====== Listed records
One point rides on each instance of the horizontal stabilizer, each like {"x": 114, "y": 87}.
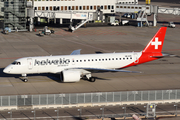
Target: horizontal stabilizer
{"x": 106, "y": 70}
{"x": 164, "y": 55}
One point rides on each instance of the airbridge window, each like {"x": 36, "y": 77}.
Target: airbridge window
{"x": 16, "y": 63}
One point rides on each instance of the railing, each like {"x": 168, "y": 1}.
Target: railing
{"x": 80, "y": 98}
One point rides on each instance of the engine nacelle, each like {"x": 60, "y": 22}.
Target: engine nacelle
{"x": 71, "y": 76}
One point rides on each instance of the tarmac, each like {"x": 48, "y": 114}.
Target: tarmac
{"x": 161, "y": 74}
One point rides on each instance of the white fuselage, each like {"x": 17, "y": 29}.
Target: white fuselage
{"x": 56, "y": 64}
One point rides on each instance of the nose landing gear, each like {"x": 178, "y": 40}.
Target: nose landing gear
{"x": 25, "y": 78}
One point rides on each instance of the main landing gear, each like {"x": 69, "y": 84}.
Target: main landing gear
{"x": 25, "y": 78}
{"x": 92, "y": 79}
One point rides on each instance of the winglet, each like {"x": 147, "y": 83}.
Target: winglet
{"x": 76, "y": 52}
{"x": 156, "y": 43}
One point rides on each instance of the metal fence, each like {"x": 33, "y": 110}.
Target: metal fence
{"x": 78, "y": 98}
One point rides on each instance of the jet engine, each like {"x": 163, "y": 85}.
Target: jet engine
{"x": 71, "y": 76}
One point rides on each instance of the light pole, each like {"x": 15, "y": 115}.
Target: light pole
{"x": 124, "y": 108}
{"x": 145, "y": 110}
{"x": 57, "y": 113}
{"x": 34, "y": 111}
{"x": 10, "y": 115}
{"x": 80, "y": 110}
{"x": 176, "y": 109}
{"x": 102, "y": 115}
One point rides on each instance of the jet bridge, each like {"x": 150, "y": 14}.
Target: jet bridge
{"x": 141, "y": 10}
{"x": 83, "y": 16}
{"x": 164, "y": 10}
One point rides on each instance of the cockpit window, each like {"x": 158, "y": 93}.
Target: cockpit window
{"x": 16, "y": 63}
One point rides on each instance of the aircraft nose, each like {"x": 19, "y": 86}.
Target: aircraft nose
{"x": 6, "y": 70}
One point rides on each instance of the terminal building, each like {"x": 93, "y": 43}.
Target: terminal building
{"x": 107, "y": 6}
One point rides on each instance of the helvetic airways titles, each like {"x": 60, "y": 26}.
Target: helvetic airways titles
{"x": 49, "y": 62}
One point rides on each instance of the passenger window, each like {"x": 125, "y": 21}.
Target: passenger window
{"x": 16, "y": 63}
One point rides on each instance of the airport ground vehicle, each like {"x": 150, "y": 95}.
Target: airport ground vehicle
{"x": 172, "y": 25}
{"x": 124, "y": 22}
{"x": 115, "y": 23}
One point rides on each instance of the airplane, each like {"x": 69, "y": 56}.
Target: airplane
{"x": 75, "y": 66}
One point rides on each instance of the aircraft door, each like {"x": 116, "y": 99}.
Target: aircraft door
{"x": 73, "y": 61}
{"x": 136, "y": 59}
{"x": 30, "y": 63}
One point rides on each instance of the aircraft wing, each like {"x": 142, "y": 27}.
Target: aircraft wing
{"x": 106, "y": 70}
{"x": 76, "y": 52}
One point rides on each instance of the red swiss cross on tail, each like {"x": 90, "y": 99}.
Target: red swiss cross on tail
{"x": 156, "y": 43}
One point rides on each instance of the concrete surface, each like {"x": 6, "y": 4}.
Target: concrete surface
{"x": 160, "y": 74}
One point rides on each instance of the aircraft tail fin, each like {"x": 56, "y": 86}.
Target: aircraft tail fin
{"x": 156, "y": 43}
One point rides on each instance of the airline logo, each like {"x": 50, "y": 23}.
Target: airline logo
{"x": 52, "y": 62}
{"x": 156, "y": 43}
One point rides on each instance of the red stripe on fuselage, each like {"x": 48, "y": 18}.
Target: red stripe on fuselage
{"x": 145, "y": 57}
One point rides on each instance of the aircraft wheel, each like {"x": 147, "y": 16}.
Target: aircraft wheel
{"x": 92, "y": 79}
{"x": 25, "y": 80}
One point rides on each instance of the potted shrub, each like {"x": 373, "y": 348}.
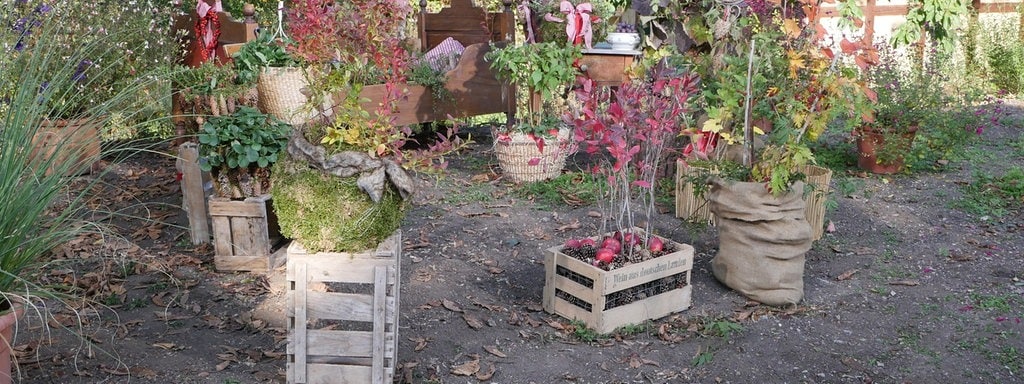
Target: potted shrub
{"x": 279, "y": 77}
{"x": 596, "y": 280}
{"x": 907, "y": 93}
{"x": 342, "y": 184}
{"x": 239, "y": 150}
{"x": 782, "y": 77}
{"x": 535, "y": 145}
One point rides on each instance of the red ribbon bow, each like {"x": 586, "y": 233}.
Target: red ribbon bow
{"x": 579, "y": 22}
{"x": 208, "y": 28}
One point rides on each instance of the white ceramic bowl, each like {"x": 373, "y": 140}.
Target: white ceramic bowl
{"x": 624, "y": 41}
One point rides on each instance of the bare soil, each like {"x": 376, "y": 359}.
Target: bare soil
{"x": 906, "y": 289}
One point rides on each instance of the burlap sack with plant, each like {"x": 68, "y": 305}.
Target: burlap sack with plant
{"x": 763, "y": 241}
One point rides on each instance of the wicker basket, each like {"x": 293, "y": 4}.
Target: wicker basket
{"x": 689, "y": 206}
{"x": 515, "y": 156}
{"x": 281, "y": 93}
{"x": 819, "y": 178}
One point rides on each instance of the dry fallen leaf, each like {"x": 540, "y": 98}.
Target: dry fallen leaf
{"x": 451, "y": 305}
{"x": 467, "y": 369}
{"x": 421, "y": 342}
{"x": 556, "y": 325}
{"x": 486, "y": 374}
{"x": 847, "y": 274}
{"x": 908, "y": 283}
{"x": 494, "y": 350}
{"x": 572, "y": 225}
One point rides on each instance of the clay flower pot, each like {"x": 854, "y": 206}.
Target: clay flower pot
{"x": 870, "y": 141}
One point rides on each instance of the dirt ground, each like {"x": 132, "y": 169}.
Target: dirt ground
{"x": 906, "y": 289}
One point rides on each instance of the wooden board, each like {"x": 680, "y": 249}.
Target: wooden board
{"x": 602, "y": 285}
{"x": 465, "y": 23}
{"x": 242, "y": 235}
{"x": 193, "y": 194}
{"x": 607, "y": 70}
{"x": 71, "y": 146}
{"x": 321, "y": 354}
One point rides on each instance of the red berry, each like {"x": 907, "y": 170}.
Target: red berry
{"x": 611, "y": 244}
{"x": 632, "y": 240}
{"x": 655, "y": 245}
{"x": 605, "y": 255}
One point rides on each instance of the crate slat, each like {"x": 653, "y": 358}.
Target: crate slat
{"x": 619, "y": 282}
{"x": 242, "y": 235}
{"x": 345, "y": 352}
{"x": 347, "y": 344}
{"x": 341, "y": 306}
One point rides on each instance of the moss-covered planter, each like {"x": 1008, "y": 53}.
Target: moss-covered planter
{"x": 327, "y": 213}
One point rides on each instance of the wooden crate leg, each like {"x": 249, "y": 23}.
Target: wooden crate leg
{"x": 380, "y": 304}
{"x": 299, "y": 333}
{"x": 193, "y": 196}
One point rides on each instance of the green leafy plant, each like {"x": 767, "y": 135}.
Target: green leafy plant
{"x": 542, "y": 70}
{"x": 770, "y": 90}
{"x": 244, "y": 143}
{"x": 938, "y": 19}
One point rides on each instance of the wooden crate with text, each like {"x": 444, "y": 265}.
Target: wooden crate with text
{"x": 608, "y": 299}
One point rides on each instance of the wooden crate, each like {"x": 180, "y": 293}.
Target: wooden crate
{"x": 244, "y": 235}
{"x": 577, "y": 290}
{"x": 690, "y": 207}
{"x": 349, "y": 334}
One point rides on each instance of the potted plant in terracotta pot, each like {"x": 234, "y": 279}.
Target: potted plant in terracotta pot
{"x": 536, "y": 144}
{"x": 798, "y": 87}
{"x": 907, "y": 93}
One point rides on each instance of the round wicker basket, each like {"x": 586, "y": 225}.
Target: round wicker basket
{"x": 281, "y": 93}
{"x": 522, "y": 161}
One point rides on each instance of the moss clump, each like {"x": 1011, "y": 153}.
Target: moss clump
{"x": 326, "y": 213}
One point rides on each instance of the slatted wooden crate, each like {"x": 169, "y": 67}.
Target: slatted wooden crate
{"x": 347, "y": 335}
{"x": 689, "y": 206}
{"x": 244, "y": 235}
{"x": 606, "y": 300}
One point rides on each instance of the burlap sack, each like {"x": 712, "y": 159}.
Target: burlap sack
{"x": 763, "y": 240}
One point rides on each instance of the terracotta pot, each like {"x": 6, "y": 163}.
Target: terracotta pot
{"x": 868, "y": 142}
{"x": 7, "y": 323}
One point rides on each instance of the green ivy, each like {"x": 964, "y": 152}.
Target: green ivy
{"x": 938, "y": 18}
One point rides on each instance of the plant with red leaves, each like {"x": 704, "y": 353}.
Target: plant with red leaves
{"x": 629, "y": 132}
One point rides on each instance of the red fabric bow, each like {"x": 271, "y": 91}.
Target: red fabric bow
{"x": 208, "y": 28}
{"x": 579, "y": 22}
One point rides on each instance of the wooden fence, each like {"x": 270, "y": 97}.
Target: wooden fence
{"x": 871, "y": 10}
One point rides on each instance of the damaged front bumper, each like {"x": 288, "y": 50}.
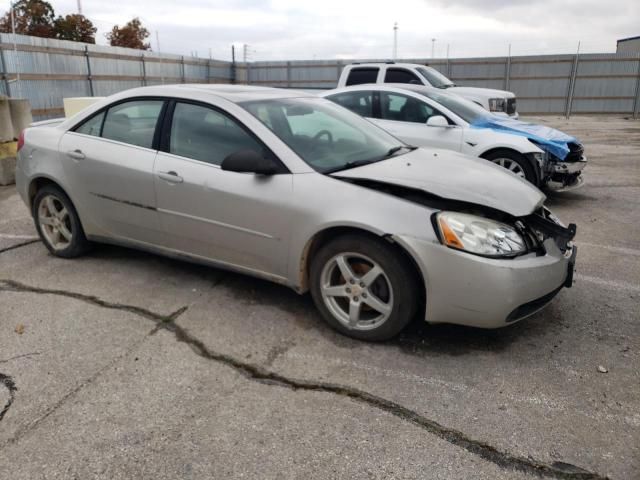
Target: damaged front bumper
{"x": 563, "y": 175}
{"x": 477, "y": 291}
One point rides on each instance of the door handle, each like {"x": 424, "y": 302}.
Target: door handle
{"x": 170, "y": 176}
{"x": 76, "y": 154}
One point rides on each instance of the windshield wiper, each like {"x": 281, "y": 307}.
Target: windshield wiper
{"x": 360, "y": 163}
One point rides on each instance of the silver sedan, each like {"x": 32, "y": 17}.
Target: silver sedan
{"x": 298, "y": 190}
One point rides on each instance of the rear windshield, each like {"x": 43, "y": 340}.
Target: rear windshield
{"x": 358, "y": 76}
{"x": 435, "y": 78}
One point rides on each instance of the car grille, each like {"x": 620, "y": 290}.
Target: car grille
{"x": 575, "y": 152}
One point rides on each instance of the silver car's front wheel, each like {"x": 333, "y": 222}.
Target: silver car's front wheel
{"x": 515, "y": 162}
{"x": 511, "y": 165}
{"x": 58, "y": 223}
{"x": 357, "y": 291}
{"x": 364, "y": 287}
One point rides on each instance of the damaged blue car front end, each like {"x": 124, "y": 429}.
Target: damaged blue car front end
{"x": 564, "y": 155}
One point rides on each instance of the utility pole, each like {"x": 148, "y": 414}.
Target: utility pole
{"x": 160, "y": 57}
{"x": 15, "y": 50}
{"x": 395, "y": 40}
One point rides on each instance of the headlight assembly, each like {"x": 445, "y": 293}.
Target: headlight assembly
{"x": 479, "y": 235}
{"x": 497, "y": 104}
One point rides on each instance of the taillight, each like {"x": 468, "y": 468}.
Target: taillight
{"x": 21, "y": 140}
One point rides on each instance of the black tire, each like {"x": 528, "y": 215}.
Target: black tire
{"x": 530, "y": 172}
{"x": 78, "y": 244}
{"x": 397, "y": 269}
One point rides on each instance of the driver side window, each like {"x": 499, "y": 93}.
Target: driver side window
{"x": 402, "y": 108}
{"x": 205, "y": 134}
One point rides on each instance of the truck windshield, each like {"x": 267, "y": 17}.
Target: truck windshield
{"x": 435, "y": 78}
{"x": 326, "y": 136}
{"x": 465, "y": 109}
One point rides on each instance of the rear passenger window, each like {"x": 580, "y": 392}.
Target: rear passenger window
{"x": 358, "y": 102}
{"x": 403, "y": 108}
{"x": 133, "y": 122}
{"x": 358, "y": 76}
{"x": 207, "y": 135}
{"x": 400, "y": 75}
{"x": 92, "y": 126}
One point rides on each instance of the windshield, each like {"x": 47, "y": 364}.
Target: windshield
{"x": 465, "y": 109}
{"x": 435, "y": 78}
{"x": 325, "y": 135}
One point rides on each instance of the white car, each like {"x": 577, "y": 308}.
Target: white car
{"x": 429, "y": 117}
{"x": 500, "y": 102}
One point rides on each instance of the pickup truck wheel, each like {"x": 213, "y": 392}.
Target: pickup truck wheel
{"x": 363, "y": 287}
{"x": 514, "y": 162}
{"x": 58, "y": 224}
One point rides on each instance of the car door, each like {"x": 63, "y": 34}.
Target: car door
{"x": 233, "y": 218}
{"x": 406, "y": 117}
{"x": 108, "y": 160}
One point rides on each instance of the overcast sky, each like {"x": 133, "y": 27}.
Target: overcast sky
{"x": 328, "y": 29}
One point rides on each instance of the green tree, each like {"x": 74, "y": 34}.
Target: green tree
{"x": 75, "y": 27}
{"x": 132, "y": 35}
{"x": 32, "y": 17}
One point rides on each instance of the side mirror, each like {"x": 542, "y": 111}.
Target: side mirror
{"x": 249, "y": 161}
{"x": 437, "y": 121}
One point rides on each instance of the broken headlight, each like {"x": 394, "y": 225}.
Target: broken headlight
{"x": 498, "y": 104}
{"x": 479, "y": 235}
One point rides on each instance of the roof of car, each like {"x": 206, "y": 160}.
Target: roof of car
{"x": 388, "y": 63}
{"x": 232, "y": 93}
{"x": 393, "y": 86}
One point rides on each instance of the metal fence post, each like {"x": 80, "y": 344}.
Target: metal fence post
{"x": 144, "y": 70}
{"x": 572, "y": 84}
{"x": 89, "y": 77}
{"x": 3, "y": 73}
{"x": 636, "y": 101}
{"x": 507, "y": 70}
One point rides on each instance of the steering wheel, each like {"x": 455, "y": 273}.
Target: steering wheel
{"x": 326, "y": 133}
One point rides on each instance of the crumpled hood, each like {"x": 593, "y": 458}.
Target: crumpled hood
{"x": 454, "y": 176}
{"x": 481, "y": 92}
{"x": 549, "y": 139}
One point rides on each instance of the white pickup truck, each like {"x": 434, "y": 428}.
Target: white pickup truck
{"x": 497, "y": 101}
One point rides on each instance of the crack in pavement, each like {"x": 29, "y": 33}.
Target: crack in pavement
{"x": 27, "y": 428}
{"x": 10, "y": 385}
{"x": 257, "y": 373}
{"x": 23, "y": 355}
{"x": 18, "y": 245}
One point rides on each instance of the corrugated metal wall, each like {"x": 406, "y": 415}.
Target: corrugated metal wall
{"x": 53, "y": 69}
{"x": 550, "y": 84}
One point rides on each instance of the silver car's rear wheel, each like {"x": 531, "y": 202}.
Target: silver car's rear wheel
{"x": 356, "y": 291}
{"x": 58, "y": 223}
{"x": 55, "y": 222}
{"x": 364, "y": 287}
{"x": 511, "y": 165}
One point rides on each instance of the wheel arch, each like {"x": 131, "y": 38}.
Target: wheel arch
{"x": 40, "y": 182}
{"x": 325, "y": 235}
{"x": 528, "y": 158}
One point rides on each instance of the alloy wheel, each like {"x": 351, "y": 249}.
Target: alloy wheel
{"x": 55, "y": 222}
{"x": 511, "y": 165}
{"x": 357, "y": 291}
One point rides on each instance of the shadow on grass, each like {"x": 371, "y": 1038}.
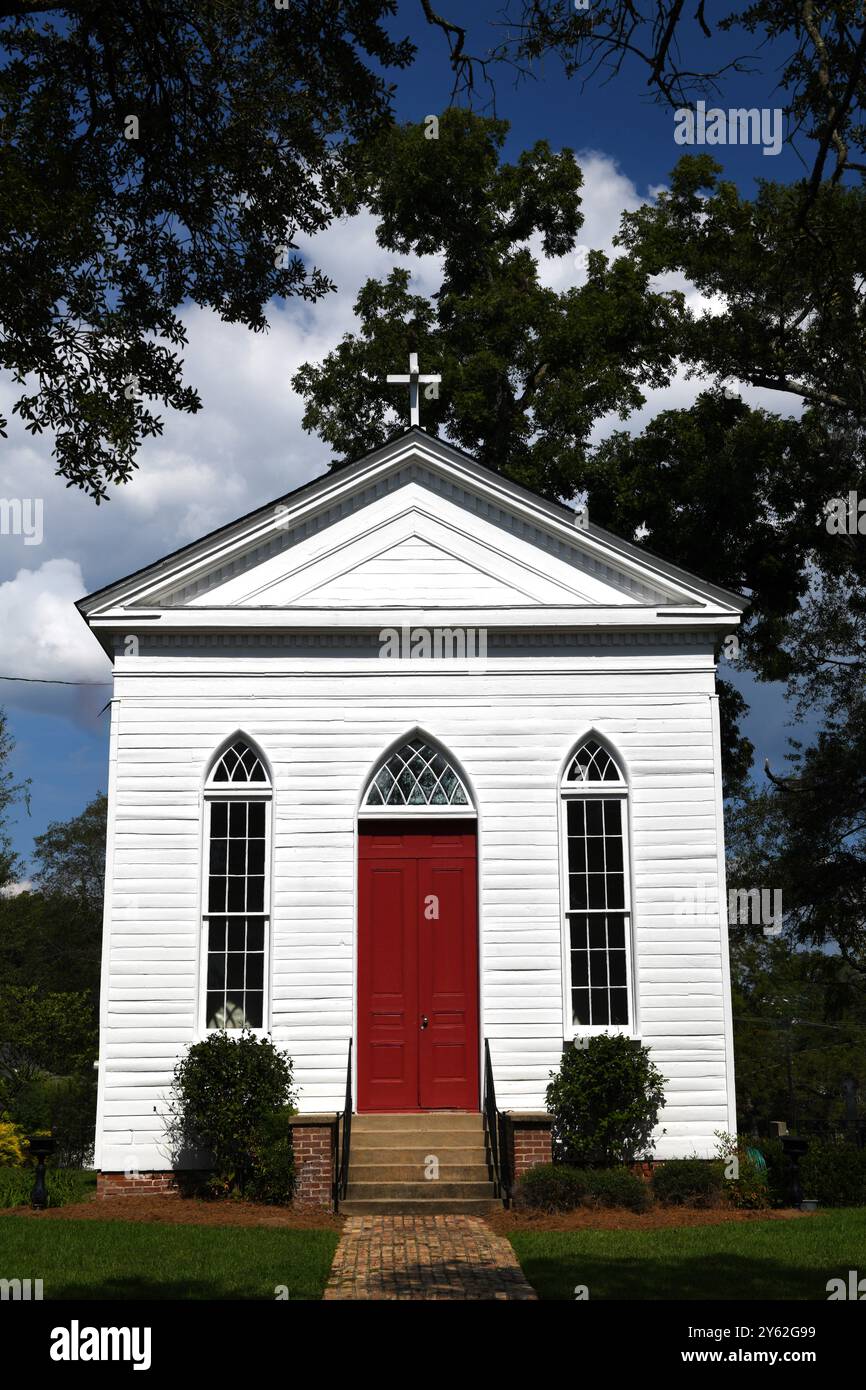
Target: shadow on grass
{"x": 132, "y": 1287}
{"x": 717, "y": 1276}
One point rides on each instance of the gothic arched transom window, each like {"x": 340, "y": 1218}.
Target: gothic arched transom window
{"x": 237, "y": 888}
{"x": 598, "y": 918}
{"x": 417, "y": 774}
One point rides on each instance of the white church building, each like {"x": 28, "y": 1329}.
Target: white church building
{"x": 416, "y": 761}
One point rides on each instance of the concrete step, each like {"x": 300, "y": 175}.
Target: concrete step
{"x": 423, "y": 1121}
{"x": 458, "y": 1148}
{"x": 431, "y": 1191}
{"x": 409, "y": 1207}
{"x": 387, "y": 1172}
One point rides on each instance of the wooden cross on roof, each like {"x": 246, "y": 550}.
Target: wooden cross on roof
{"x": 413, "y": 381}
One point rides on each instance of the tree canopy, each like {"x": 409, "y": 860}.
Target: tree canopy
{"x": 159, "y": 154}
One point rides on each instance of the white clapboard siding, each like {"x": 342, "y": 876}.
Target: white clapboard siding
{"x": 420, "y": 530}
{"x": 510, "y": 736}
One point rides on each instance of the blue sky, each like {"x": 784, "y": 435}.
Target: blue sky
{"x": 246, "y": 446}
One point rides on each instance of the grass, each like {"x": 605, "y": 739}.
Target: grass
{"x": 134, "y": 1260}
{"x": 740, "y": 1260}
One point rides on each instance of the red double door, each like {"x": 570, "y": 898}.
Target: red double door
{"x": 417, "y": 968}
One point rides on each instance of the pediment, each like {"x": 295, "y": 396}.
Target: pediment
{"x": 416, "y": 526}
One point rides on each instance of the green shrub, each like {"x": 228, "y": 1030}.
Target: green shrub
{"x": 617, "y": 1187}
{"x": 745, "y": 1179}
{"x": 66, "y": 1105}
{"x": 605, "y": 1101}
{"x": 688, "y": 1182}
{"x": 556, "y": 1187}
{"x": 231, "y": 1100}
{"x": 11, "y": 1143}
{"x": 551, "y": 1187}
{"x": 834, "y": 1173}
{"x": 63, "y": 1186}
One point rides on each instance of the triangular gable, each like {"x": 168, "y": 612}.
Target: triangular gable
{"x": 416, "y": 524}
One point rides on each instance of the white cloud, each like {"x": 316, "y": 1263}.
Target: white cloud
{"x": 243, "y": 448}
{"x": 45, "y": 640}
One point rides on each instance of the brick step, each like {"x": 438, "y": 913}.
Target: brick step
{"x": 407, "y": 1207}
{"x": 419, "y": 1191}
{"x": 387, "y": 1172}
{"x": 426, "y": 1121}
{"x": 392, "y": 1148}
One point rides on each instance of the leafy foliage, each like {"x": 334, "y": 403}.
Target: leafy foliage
============
* **Exercise**:
What needs duplicating is the run of lines from the one containing "One point rides on each instance of the wooden cross" through the last line of the entries above, exact and complete.

* **Written solution**:
One point rides on each instance of the wooden cross on roof, each like {"x": 246, "y": 550}.
Target: wooden cross on roof
{"x": 413, "y": 381}
One point rides on each instance of the tree canopy, each like {"x": 409, "y": 860}.
Target: tree canopy
{"x": 159, "y": 154}
One point rides on each instance of the white clapboard siding, each like {"x": 342, "y": 876}.
Target: white clapboard siding
{"x": 420, "y": 530}
{"x": 510, "y": 736}
One point rides on each instance of the blue sky, each like {"x": 784, "y": 435}.
Target: blue sky
{"x": 246, "y": 446}
One point rides on each instance of the grass, each like {"x": 605, "y": 739}.
Target: grass
{"x": 134, "y": 1260}
{"x": 740, "y": 1260}
One point rides on each instance of the red double door, each like {"x": 570, "y": 898}.
Target: red double door
{"x": 417, "y": 968}
One point rides on each instance of the pediment, each like {"x": 295, "y": 396}.
Target: pediment
{"x": 416, "y": 526}
One point rides on each instance of the green shrub, each like {"x": 228, "y": 1030}.
Target: green shrub
{"x": 617, "y": 1187}
{"x": 745, "y": 1179}
{"x": 66, "y": 1105}
{"x": 605, "y": 1101}
{"x": 688, "y": 1182}
{"x": 556, "y": 1187}
{"x": 231, "y": 1100}
{"x": 11, "y": 1143}
{"x": 551, "y": 1187}
{"x": 834, "y": 1173}
{"x": 63, "y": 1186}
One point rides on each instance of the triangular gable, each like {"x": 168, "y": 612}.
Target: triangular gable
{"x": 416, "y": 524}
One point rides on each instance of the white cloud, each like {"x": 316, "y": 1263}.
Target: white cloud
{"x": 243, "y": 448}
{"x": 45, "y": 640}
One point rides on each instance of the brick step, each like {"x": 438, "y": 913}.
Target: brick step
{"x": 407, "y": 1207}
{"x": 419, "y": 1191}
{"x": 387, "y": 1172}
{"x": 426, "y": 1121}
{"x": 392, "y": 1148}
One point rides on each instance of the leafy foliage, each like {"x": 334, "y": 403}.
Target: leafy foliage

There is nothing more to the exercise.